START Source information
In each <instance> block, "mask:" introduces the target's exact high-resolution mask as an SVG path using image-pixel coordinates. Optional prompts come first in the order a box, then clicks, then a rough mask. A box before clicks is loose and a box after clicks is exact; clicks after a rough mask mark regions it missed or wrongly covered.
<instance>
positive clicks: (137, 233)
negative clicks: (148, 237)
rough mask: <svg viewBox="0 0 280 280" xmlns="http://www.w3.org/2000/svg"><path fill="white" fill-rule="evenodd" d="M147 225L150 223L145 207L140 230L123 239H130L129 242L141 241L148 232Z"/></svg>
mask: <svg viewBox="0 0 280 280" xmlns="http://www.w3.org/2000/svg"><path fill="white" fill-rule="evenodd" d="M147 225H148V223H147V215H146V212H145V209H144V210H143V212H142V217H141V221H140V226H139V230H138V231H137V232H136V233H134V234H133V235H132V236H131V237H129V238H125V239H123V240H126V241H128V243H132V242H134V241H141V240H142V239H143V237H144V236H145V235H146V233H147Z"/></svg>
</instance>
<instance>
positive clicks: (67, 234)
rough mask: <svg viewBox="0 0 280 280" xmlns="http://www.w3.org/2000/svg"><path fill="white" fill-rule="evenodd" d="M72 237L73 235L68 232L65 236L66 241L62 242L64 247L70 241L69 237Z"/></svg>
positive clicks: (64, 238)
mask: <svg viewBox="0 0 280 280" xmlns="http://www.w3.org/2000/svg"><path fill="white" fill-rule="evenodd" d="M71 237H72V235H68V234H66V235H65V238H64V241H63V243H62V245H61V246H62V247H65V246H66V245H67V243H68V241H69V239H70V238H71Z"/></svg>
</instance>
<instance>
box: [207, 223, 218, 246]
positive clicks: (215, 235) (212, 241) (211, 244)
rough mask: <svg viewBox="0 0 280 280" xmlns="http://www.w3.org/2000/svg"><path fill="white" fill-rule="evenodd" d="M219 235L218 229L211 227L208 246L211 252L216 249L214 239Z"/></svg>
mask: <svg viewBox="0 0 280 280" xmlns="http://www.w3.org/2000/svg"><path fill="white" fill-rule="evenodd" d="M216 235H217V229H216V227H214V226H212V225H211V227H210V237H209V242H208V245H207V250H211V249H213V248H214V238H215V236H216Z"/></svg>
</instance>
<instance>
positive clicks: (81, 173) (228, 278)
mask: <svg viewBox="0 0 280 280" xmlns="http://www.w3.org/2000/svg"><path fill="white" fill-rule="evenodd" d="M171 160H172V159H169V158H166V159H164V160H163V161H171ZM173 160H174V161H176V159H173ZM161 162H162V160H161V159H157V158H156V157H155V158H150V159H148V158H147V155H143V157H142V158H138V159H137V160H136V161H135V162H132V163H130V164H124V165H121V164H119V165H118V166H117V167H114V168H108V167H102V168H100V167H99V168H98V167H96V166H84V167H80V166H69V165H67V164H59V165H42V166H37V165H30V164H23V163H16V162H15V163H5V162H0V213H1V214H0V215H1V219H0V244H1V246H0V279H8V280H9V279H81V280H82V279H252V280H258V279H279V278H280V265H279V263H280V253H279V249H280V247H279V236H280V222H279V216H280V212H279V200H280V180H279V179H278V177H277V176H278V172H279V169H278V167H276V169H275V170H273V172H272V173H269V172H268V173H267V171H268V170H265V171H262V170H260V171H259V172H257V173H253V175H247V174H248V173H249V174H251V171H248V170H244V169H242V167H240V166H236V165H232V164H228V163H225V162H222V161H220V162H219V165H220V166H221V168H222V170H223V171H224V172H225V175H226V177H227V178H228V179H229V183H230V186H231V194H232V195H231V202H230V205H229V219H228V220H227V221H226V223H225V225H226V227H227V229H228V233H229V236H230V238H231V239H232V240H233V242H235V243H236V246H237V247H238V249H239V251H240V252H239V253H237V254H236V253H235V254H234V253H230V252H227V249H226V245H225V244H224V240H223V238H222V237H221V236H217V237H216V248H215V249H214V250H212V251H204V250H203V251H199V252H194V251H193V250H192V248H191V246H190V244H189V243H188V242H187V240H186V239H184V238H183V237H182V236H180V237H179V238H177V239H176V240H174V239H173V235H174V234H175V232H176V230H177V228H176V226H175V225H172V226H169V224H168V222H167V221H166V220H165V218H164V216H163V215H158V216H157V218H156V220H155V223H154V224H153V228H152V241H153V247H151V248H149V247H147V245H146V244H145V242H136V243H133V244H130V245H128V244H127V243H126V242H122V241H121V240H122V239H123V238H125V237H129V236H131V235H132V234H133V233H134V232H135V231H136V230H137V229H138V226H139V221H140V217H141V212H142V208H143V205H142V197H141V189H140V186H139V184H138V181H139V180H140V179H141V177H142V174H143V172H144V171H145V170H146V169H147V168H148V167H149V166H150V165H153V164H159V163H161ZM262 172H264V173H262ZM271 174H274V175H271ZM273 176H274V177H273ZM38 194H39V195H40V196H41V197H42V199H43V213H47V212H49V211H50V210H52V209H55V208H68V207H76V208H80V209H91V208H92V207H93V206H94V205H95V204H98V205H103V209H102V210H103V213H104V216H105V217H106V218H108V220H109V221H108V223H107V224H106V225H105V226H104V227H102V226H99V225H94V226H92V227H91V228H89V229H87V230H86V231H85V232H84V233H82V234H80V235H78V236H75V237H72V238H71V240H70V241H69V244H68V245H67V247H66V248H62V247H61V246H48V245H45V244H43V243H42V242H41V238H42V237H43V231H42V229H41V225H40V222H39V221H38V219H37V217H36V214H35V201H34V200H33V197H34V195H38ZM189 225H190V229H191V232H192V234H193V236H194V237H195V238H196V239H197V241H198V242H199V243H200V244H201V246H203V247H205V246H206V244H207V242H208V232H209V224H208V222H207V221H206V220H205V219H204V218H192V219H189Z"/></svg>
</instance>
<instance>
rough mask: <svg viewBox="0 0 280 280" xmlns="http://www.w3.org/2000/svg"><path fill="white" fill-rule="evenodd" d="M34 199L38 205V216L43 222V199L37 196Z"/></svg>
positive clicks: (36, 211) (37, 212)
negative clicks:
END Source information
-- Work instructions --
Copy all of the records above again, swapping every "positive clicks" for "foreground clicks" and leaving everything else unchanged.

-- Task solution --
In each <instance> block, "mask:" introduces the target's exact high-resolution mask as an SVG path using image-pixel coordinates. Optional prompts come first in the order a box, then clicks, then a rough mask. A box before clicks is loose and a box after clicks is exact; clicks after a rough mask mark regions it missed or wrongly covered.
<instance>
foreground clicks: (137, 233)
negative clicks: (148, 237)
rough mask: <svg viewBox="0 0 280 280" xmlns="http://www.w3.org/2000/svg"><path fill="white" fill-rule="evenodd" d="M147 225L150 223L145 207L140 230L123 239H130L129 242L141 241L148 232Z"/></svg>
mask: <svg viewBox="0 0 280 280" xmlns="http://www.w3.org/2000/svg"><path fill="white" fill-rule="evenodd" d="M147 225H148V223H147V215H146V212H145V209H144V210H143V212H142V217H141V221H140V226H139V230H138V231H137V232H136V233H134V234H133V235H132V236H131V237H129V238H125V239H123V240H126V241H128V243H132V242H134V241H141V240H142V239H143V237H144V236H145V235H146V233H147Z"/></svg>
</instance>
<instance>
foreground clicks: (67, 234)
rough mask: <svg viewBox="0 0 280 280" xmlns="http://www.w3.org/2000/svg"><path fill="white" fill-rule="evenodd" d="M72 237L73 235L68 232L65 236L66 241L62 242L64 247L70 241L69 237Z"/></svg>
foreground clicks: (64, 238)
mask: <svg viewBox="0 0 280 280" xmlns="http://www.w3.org/2000/svg"><path fill="white" fill-rule="evenodd" d="M71 237H72V235H68V234H66V235H65V238H64V241H63V243H62V245H61V246H62V247H65V246H66V245H67V243H68V241H69V239H70V238H71Z"/></svg>
</instance>
<instance>
box: [207, 223, 218, 246]
foreground clicks: (215, 235) (212, 241) (211, 244)
rough mask: <svg viewBox="0 0 280 280" xmlns="http://www.w3.org/2000/svg"><path fill="white" fill-rule="evenodd" d="M219 235L218 229L211 227L208 246L211 252L216 249L214 239Z"/></svg>
mask: <svg viewBox="0 0 280 280" xmlns="http://www.w3.org/2000/svg"><path fill="white" fill-rule="evenodd" d="M216 235H217V229H216V227H214V226H212V225H211V227H210V237H209V242H208V245H207V250H211V249H213V248H214V238H215V236H216Z"/></svg>
</instance>
<instance>
foreground clicks: (81, 173) (228, 278)
mask: <svg viewBox="0 0 280 280" xmlns="http://www.w3.org/2000/svg"><path fill="white" fill-rule="evenodd" d="M171 160H172V159H169V158H166V159H164V160H163V161H171ZM173 160H174V161H176V159H173ZM161 162H162V160H161V159H157V158H156V157H155V158H150V159H148V158H147V155H143V157H142V158H138V159H137V160H136V161H135V162H132V163H130V164H124V165H121V164H119V165H118V166H117V167H114V168H108V167H102V168H100V167H99V168H98V167H96V166H84V167H80V166H69V165H67V164H59V165H42V166H37V165H30V164H23V163H16V162H15V163H5V162H0V213H1V214H0V215H1V219H0V244H1V246H0V279H8V280H9V279H81V280H82V279H252V280H258V279H279V278H280V265H279V263H280V253H279V249H280V247H279V236H280V222H279V216H280V212H279V200H280V180H279V179H278V177H277V176H278V172H279V169H278V167H276V169H275V170H273V172H272V173H269V172H268V173H267V171H268V170H265V171H262V170H260V171H259V172H257V173H253V175H247V174H248V173H249V174H251V171H248V170H244V169H242V167H240V166H236V165H232V164H228V163H225V162H222V161H220V162H219V165H220V166H221V168H222V170H223V171H224V172H225V175H226V177H227V178H228V179H229V183H230V186H231V194H232V195H231V202H230V205H229V219H228V220H227V221H226V223H225V225H226V227H227V229H228V233H229V236H230V238H231V239H232V240H233V242H235V243H236V246H237V247H238V249H239V251H240V252H239V253H237V254H236V253H235V254H234V253H230V252H227V249H226V245H225V244H224V240H223V238H222V237H221V236H217V237H216V248H215V249H214V250H212V251H204V250H203V251H199V252H194V251H193V250H192V248H191V246H190V244H189V243H188V242H187V240H186V239H184V238H183V237H182V236H180V237H179V238H177V239H176V240H174V239H173V235H174V234H175V232H176V230H177V228H176V226H175V225H172V226H169V224H168V222H167V221H166V220H165V218H164V216H163V215H158V216H157V218H156V220H155V223H154V224H153V228H152V241H153V247H151V248H149V247H147V245H146V244H145V242H136V243H133V244H130V245H128V244H127V243H126V242H122V241H121V240H122V239H123V238H125V237H129V236H131V235H132V234H133V233H134V232H135V231H136V230H137V229H138V226H139V221H140V217H141V212H142V208H143V205H142V197H141V189H140V186H139V184H138V181H139V180H140V179H141V177H142V174H143V172H144V171H145V170H146V169H147V168H148V167H149V166H150V165H153V164H159V163H161ZM262 172H264V173H262ZM271 174H274V175H271ZM273 176H274V177H273ZM38 194H39V195H40V196H41V197H42V199H43V213H47V212H49V211H50V210H52V209H55V208H68V207H76V208H80V209H91V208H92V207H93V206H94V205H95V204H98V205H103V209H102V210H103V213H104V216H105V217H106V218H108V220H109V221H108V223H107V224H106V225H105V226H104V227H102V226H99V225H94V226H92V227H91V228H89V229H87V230H86V231H85V232H84V233H82V234H80V235H78V236H75V237H72V238H71V240H70V241H69V244H68V245H67V247H66V248H62V247H61V246H48V245H45V244H43V243H42V242H41V238H42V237H43V231H42V229H41V225H40V222H39V221H38V219H37V217H36V214H35V201H34V200H33V197H34V195H38ZM189 225H190V229H191V232H192V234H193V236H194V237H195V238H196V239H197V241H198V242H199V243H200V244H201V246H203V247H205V246H206V244H207V242H208V232H209V224H208V222H207V221H206V220H205V219H204V218H192V219H189Z"/></svg>
</instance>
<instance>
rough mask: <svg viewBox="0 0 280 280" xmlns="http://www.w3.org/2000/svg"><path fill="white" fill-rule="evenodd" d="M34 199L38 205V216L43 222V199L37 196Z"/></svg>
foreground clicks: (36, 211) (37, 212)
negative clicks:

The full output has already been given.